(Data excerpts)
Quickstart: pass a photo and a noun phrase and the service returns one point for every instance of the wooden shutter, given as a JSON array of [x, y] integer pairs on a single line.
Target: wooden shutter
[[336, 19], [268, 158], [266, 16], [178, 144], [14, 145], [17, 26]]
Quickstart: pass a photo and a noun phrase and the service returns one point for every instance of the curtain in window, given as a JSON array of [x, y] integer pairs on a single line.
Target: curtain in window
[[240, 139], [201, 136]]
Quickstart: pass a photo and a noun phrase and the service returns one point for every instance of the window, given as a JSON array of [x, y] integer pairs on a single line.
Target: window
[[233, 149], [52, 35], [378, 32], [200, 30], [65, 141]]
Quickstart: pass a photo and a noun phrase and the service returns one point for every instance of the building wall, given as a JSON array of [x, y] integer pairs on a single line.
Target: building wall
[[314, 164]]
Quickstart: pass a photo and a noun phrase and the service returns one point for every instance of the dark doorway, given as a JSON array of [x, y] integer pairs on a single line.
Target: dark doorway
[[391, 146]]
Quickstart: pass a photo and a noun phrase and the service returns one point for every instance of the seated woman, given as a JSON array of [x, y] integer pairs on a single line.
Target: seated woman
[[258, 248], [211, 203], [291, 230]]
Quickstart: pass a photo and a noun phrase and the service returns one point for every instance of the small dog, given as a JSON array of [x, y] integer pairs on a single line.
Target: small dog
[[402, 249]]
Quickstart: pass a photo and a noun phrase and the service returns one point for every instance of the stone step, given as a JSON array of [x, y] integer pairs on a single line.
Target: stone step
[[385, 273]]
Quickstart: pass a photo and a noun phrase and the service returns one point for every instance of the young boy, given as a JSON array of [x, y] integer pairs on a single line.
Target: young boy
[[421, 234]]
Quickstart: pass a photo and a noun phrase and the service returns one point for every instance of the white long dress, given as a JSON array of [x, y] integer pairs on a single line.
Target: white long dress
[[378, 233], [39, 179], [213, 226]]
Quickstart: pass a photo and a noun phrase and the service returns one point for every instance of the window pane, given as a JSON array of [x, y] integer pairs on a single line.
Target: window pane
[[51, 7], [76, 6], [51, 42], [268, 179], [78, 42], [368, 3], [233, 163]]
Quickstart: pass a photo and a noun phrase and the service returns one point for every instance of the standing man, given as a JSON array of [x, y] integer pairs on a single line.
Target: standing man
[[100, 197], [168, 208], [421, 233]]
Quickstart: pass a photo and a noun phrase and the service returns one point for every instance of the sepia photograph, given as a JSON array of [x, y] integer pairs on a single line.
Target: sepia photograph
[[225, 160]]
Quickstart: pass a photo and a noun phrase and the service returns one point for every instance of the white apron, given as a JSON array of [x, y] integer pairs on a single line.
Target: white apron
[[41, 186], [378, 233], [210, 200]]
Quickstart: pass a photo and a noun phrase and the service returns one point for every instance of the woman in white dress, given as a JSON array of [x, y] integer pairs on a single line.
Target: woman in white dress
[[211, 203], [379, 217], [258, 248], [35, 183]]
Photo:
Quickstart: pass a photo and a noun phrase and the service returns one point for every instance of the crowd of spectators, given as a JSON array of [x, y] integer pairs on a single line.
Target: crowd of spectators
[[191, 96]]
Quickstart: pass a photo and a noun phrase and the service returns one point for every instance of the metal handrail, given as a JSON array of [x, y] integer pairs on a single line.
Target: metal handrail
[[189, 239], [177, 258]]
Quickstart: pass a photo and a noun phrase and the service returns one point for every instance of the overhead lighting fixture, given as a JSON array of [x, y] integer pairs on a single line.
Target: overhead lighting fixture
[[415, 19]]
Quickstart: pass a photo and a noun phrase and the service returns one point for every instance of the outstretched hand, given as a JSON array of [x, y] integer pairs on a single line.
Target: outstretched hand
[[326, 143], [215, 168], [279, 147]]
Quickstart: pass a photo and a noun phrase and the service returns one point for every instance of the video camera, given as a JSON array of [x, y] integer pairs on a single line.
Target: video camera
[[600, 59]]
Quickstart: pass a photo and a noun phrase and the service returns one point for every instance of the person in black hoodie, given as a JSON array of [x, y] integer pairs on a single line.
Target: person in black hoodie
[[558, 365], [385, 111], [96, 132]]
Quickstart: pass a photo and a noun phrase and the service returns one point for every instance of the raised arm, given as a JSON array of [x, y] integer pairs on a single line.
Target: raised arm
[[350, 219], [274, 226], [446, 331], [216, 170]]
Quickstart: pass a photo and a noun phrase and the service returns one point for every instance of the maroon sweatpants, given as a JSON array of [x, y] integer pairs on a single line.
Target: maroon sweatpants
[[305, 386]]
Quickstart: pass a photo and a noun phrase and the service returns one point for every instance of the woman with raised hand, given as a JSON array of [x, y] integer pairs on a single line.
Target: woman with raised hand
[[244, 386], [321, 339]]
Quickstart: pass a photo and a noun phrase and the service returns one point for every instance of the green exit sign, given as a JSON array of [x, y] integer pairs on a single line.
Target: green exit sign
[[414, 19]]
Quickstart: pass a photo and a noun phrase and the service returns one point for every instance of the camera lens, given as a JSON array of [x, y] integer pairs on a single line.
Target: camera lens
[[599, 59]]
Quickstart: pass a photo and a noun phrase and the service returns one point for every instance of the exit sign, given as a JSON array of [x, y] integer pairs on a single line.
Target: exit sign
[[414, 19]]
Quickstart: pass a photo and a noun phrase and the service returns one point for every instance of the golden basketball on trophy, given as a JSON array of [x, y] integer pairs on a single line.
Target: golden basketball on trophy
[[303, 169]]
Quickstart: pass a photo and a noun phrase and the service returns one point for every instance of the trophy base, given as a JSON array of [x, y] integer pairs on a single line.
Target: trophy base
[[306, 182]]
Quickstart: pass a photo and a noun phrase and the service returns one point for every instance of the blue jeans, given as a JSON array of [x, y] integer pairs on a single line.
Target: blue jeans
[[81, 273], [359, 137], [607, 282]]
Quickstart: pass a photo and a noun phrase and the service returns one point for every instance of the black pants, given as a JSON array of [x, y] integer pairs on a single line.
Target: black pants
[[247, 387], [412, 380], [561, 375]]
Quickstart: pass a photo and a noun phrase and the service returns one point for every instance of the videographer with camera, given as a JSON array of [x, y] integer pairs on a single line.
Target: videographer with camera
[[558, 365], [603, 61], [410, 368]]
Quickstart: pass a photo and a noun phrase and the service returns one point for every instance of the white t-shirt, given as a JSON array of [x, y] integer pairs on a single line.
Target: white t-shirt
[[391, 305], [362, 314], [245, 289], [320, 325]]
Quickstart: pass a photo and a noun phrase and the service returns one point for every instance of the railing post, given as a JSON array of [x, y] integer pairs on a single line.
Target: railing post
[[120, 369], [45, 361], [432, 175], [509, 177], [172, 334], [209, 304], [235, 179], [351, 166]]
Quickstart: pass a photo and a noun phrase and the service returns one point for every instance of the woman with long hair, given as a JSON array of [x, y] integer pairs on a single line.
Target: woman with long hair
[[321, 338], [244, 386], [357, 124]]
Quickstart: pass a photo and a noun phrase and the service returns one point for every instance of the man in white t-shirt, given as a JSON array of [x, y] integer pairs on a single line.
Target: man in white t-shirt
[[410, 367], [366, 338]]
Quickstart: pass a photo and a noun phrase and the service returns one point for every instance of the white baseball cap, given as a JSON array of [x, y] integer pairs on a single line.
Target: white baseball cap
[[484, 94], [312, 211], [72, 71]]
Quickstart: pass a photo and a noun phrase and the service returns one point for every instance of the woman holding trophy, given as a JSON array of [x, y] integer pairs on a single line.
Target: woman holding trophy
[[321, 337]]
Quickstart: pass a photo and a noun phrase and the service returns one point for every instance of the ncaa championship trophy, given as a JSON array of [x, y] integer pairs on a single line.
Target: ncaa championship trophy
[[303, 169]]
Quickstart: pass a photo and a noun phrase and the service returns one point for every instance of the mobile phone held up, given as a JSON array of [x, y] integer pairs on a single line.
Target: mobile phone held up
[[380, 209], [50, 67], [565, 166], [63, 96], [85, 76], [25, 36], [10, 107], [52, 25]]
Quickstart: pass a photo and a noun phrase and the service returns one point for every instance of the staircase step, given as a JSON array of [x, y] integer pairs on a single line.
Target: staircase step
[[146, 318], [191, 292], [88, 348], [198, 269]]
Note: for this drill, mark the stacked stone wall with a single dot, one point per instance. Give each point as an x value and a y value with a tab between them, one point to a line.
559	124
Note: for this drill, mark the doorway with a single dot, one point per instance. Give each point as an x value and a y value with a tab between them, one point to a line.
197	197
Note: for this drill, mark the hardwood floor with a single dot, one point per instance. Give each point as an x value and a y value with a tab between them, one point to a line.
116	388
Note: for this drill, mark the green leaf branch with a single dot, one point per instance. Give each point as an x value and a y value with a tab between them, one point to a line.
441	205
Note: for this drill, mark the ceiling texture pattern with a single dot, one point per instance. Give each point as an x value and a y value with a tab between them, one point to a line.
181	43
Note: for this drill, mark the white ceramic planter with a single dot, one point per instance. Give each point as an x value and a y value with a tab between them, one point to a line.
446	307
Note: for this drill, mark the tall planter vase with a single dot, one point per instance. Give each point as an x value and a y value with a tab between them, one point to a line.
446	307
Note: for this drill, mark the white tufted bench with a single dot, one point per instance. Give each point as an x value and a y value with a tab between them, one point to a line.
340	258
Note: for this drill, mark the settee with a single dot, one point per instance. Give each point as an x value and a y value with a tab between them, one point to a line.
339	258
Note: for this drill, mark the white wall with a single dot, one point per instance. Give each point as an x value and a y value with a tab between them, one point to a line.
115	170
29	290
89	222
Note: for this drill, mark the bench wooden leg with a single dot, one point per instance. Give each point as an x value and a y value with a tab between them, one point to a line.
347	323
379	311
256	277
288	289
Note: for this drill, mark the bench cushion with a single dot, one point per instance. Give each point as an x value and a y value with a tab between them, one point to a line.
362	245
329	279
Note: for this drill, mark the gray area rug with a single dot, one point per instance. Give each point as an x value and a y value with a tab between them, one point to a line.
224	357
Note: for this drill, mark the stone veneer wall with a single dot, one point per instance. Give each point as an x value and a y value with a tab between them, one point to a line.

(Task directions) Starting at the first line of the data above, retype each line exactly until you reach the line containing "of the stone", and include that line too.

(Answer area)
Quickstart: pass a photo and a noun phrase and the service returns one point for every instance of the wooden shutter, given as a JSON array of [x, y] integer pairs on a single line.
Target: wooden shutter
[[336, 19], [268, 158], [266, 16], [178, 144], [14, 145], [17, 26]]
Quickstart: pass a photo and a noun phrase and the service returns one point for every instance of the curtain in window, given as a JSON array of [x, y] integer pairs on a single line.
Target: curtain in window
[[240, 139], [201, 136]]
Quickstart: pass a photo and a noun phrase and the service returns one point for every instance of the window, given as a JSON array of [x, y] integer pairs on a single line.
Target: window
[[233, 149], [52, 35], [378, 32], [200, 30], [65, 141]]
Quickstart: pass a photo and a noun phrase and the service returns one point for every instance of the building wall, given as a JSON array of [x, y] integer pairs on a single line.
Target: building wall
[[314, 164]]
Quickstart: pass a photo and a noun phrase and the service returns one point for every instance of the dark doorway, given as a JSON array of [x, y] integer pairs on a single line.
Target: dark doorway
[[391, 146]]
Quickstart: pass a photo and a noun phrase and the service returns one point for every instance of the seated woman, given as a JSON array of [x, y] integer pairs on a single line.
Target: seated woman
[[258, 248], [211, 203], [291, 230]]
Quickstart: pass a photo and a noun phrase and the service returns one point for every instance of the small dog, given as a JSON array of [x, y] integer pairs on a single line.
Target: small dog
[[402, 249]]
Quickstart: pass a photo and a noun phrase and the service returns one point for every instance of the stone step, given as a JSON array of [x, y] integer pairs on a single line.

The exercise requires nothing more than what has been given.